• [Instructions for the task] Below are some entries. Output each one exactly as it appears.

• [Supplied material]

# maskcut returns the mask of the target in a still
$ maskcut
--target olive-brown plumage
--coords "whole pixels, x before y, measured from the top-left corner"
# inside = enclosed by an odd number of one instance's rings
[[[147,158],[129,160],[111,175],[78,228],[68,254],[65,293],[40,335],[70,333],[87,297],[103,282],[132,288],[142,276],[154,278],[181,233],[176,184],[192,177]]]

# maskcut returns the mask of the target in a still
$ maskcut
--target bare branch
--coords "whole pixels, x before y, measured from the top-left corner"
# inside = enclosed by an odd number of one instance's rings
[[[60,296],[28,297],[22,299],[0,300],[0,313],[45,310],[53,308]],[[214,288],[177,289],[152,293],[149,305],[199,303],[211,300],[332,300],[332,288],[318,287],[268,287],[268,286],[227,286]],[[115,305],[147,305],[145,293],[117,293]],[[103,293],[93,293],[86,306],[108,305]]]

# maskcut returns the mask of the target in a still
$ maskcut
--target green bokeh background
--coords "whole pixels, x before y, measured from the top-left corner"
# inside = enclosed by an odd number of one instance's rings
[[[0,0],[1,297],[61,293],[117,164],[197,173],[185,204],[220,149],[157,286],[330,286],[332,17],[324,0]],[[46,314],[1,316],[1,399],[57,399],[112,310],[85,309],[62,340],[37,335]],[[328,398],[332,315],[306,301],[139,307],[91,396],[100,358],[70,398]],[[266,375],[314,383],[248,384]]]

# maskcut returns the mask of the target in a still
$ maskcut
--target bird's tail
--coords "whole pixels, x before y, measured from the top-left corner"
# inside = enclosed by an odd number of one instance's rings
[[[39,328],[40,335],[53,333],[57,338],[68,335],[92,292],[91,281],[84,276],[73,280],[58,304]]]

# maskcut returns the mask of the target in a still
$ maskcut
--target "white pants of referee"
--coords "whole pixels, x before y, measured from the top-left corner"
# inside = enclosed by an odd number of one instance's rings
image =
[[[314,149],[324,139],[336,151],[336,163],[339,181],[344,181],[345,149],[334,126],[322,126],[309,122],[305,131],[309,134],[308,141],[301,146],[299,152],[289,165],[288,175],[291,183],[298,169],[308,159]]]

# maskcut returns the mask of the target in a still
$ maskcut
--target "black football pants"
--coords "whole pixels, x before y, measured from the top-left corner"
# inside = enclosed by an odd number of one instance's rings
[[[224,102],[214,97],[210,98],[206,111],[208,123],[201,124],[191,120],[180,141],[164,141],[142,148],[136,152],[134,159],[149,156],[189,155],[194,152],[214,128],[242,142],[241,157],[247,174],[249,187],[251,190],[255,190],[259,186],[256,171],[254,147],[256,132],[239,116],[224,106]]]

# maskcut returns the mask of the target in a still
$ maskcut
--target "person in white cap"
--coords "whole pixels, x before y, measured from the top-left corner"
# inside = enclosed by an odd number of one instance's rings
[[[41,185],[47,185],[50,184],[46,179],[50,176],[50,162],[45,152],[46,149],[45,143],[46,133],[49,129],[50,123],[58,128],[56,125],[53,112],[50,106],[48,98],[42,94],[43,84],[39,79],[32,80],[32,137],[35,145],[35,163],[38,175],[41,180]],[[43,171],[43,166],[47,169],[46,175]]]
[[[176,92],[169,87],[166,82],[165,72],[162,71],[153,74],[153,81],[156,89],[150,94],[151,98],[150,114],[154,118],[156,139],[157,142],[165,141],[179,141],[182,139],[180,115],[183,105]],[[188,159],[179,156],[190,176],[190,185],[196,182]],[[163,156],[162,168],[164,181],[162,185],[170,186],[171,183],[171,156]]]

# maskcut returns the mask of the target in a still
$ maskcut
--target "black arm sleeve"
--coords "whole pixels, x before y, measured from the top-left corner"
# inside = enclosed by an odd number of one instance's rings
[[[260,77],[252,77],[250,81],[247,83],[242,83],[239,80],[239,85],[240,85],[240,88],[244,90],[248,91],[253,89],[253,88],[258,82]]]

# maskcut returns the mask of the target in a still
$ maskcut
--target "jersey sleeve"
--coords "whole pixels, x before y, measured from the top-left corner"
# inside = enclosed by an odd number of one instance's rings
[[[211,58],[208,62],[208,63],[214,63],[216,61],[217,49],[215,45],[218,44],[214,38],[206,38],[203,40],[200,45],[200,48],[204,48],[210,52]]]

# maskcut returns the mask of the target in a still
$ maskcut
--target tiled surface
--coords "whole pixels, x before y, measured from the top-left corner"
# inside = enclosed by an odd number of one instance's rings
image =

• [The output]
# maskcut returns the mask of the target in a still
$ maskcut
--target olive-brown plumage
--coords "whole pixels, x before y, measured from the top-left corner"
# inside = enclosed by an odd number of one instance's rings
[[[147,158],[129,160],[111,175],[78,228],[68,254],[65,293],[40,335],[70,333],[87,297],[103,282],[132,288],[142,276],[154,278],[181,233],[176,184],[192,177]]]

# maskcut returns the mask of the target in a still
$ maskcut
--target bare branch
--coords "whole pixels, x before y, measured from the top-left corner"
# inside = enclosed by an odd number of one instance's rings
[[[60,296],[28,297],[22,299],[0,300],[0,313],[45,310],[53,308]],[[214,288],[177,289],[152,293],[149,305],[199,303],[211,300],[332,300],[332,288],[318,287],[268,287],[268,286],[227,286]],[[115,305],[147,305],[145,293],[117,293]],[[103,293],[93,293],[86,306],[108,305]]]

# maskcut returns the mask of the target in a still
$ maskcut
--target green bokeh background
--coords "whole pixels, x before y, measured from the top-left corner"
# inside = enclosed by an odd number of one instance's rings
[[[0,0],[1,297],[61,293],[117,164],[197,173],[185,204],[220,149],[157,286],[330,286],[332,17],[324,0]],[[46,314],[1,316],[1,399],[57,399],[112,310],[85,309],[62,340],[37,335]],[[328,398],[332,315],[306,301],[139,307],[91,396],[100,358],[70,398]],[[266,375],[314,383],[248,384]]]

# maskcut returns the mask of the target in a still
$ maskcut
--target bird's tail
--coords "whole pixels, x before y, measured from the top-left corner"
# inside = enclosed by an odd number of one instance's rings
[[[39,328],[40,335],[53,333],[57,338],[68,335],[92,292],[91,281],[84,276],[73,280],[58,304]]]

# maskcut returns the mask of the target in a still
$ maskcut
--target "white pants of referee"
--coords "whole pixels, x before y, measured from the top-left corner"
# inside = enclosed by an odd number of one instance's rings
image =
[[[314,149],[324,139],[336,151],[336,163],[339,181],[344,181],[345,149],[334,126],[322,126],[309,122],[305,131],[309,134],[308,141],[301,146],[299,152],[289,165],[288,175],[291,183],[298,169],[308,159]]]

# maskcut returns the mask of the target in a still
$ maskcut
--target "black football pants"
--coords "whole pixels, x before y, measured from the top-left corner"
# inside = enclosed by an odd number of one instance's rings
[[[224,102],[214,97],[210,98],[206,111],[208,123],[201,124],[191,120],[180,141],[164,141],[142,148],[136,152],[134,159],[149,156],[189,155],[194,152],[214,128],[242,142],[241,157],[247,174],[249,187],[251,190],[255,190],[259,186],[256,171],[254,147],[256,132],[239,116],[224,106]]]

# maskcut returns the mask of the target in a still
$ maskcut
--target "person in white cap"
--coords "whole pixels, x before y, measured from the top-left corner"
# inside = enclosed by an odd number of one instance's rings
[[[41,185],[47,185],[50,184],[46,179],[50,176],[50,162],[45,152],[46,149],[45,143],[46,133],[49,129],[50,123],[58,128],[56,125],[53,112],[50,106],[48,98],[42,94],[43,84],[39,79],[32,80],[32,137],[35,145],[35,163],[38,175],[41,180]],[[43,171],[43,166],[47,169],[46,175]]]
[[[176,92],[169,87],[166,82],[165,72],[162,71],[153,74],[153,81],[156,89],[150,94],[151,98],[150,114],[154,118],[156,139],[157,142],[165,141],[179,141],[182,139],[180,115],[183,105]],[[188,159],[179,156],[190,176],[190,185],[196,182]],[[163,156],[162,168],[164,181],[162,185],[170,186],[171,183],[171,156]]]

# maskcut returns the mask of the target in a still
$ maskcut
--target "black arm sleeve"
--coords "whole pixels, x before y, measured from the top-left corner"
# inside = enclosed by an odd number of one instance's rings
[[[260,77],[252,77],[250,81],[247,83],[242,83],[239,80],[239,85],[240,85],[240,88],[244,90],[248,91],[253,89],[253,88],[258,82]]]

# maskcut returns the mask of the target in a still
$ maskcut
--target "jersey sleeve"
--coords "whole pixels, x before y, measured from the top-left corner"
# inside = enclosed by an odd number of one instance's rings
[[[211,58],[208,62],[208,63],[214,63],[216,61],[217,49],[215,45],[218,44],[214,38],[206,38],[203,40],[200,45],[200,48],[204,48],[210,52]]]

# maskcut returns the mask of the target in a still
$ maskcut
--target tiled surface
--coords "whole pixels, x before y, measured from the top-left corner"
# inside = enclosed by an odd number of one instance's rings
image =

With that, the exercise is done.